## Passage provided
14.STOCK-BASED COMPENSATION

 

The Company has two stock-based compensation plans under which shares were available for grant at December 31, 2017: the Monster Beverage Corporation 2011 Omnibus Incentive Plan (the “2011 Omnibus Incentive Plan”), including the Monster Beverage Deferred Compensation Plan (the “Deferred Compensation Plan”) as a sub plan thereunder, and the Monster Beverage Corporation 2017 Compensation Plan for Non-Employee Directors (the “2017 Directors Plan”), including the Monster Beverage Deferred Compensation Plan for Non-Employee Directors (the “Non-Employee Director Deferral Plan”) as a sub plan thereunder.

 

The 2011 Omnibus Incentive Plan permits the granting of options, stock appreciation rights, restricted stock, restricted stock units, performance awards and other stock-based awards up to an aggregate of 43,500,000 shares of the common stock of the Company to employees or consultants of the Company and its subsidiaries. Shares authorized under the 2011 Omnibus Incentive Plan are reduced by 2.16 shares for each share granted or issued with respect to a Full Value Award. A Full Value Award is an award other than an incentive stock option, a non-qualified stock option, or a stock appreciation right, which is settled by the issuance of shares. Options granted under the 2011 Omnibus Incentive Plan may be incentive stock options under Section 422 of the Internal Revenue Code, as amended, or non-qualified stock options. The Compensation Committee of the Board of Directors (the “Compensation Committee”) has sole and exclusive authority to grant stock awards to all employees who are not new hires and to all new hires who are subject to Section 16 of the Exchange Act. The Compensation Committee and the Executive Committee of the Board of Directors (the “Executive Committee”) each independently has the authority to grant stock awards to new hires who are not Section 16 employees. Awards granted by the Executive Committee are not subject to approval or ratification by the Board or the Compensation Committee. Options granted under the 2011 Omnibus Incentive Plan generally vest over a five-year period from the grant date and are generally exercisable up to 10 years after the grant date. As of December 31, 2017, 19,978,932 shares of the Company’s common stock have been granted, net of cancellations, and 19,651,474 shares (as adjusted for Full Value Awards) of the Company’s common stock remain available for grant under the 2011 Omnibus Incentive Plan.

## Problems to work on
[A] Transcribe the stock-based compensation passage from "14.STOCK-BASED COMPENSATION" to "sub plan thereunder.".
[B] Does each statement agree with the stock-based compensation passage? Answer yes or no for each, quoting the deciding words. (i) Options under the 2011 Omnibus Incentive Plan generally vest over five years. (ii) Awards granted by the Executive Committee must be ratified by the Board. (iii) The 2011 Omnibus Incentive Plan allows awards of up to 50,000,000 shares.
[C] How would the stock-based compensation passage go on? Resume it from where it stops.
The lines that follow have no connection to the stock-based compensation passage.

## Listed records
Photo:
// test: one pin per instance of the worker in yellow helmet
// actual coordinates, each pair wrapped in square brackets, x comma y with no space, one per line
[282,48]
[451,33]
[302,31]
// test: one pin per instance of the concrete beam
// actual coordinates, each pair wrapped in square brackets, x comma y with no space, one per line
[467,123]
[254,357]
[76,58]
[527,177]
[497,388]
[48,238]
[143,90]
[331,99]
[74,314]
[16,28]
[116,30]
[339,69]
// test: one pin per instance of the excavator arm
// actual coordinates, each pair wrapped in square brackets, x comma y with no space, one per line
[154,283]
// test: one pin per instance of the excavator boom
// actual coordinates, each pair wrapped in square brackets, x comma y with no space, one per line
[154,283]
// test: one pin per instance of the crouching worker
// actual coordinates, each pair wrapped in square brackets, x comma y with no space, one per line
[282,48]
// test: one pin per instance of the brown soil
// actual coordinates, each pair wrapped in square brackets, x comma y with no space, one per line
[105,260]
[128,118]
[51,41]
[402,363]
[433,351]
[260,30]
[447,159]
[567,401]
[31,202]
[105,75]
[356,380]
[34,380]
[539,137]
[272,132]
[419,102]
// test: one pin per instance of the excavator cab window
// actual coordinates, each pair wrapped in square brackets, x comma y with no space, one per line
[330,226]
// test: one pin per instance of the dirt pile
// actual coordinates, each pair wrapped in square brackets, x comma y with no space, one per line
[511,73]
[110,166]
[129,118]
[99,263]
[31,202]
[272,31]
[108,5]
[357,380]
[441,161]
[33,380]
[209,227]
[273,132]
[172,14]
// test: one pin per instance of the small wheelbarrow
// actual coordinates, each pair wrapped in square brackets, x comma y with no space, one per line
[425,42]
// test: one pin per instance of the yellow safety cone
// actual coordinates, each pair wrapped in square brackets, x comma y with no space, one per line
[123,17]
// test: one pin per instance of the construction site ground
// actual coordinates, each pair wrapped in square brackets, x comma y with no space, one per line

## Responses to the exercise
[A]
14.STOCK-BASED COMPENSATION

 

The Company has two stock-based compensation plans under which shares were available for grant at December 31, 2017: the Monster Beverage Corporation 2011 Omnibus Incentive Plan (the “2011 Omnibus Incentive Plan”), including the Monster Beverage Deferred Compensation Plan (the “Deferred Compensation Plan”) as a sub plan thereunder, and the Monster Beverage Corporation 2017 Compensation Plan for Non-Employee Directors (the “2017 Directors Plan”), including the Monster Beverage Deferred Compensation Plan for Non-Employee Directors (the “Non-Employee Director Deferral Plan”) as a sub plan thereunder.

[B]
(i) Yes: "Options granted under the 2011 Omnibus Incentive Plan generally vest over a five-year period from the grant date"
(ii) No: "Awards granted by the Executive Committee are not subject to approval or ratification by the Board or the Compensation Committee."
(iii) No: "up to an aggregate of 43,500,000 shares of the common stock of the Company"

[C]
 

In 2016, the Company adopted the Deferred Compensation Plan (as a sub plan to the 2011 Omnibus Incentive Plan), pursuant to which eligible employees may elect to defer cash and/or equity based compensation and to receive the deferred amounts, together with an investment return (positive or negative), either at a pre-determined time in the future or upon termination of their employment with the Company or its subsidiaries or affiliates that are participating employers under the Deferred Compensation Plan, as provided under the Deferred Compensation Plan and in relevant deferral elections.  Deferrals under the Deferred Compensation Plan are unfunded and unsecured. As of December 31, 2017, deferrals under the Deferred Compensation Plan are solely comprised of cash compensation and equity compensation coming due after December 31, 2018 and are not material in the aggregate.

 

In 2017, the Company adopted the 2017 Directors Plan, a successor plan to the 2009 Monster Beverage Corporation Stock Incentive Plan for Non-Employee Directors (the “2009 Directors Plan”). The 2017 Directors Plan permits the granting of stock options, stock appreciation rights, restricted shares or restricted stock units, deferred awards, dividend equivalents, and other share based-awards up to an aggregate of 1,250,000 shares of common stock of the Company to non-employee directors of the Company.

 

Each calendar year, a non-employee director will receive an annual retainer and annual equity award, as provided for in the 2017 Directors Plan, which may be modified from time to time.  Currently, with respect to equity awards, each non-employee director receives an award of restricted stock units at each annual meeting of the Company’s stockholders or promptly thereafter. A non-employee director’s annual award of restricted stock units will generally vest on earliest to occur of: (a) the last business day immediately preceding the annual meeting of the Company’s stockholders in the calendar year following the calendar year in which the grant date occurs, (b) a Change of Control (as defined in the 2017 Directors Plan), (c) the non-employee director’s death, or (d) the date of the non-employee director’s separation from service due to disability, so long as the non-employee director remains a non-employee director through such date. The Board of Directors may in its discretion award non-employee directors stock options, stock appreciation rights, restricted stock, and other share-based awards in lieu of or in addition to restricted stock units.  The Board of Directors may amend or terminate the 2017 Directors Plan at any time, subject to certain limitations set forth in the 2017 Directors Plan. As of December 31, 2017, 23,566 shares of the Company’s common stock had been granted under the 2017 Directors Plan, and 1,226,434 shares of the Company’s common stock remain available for grant.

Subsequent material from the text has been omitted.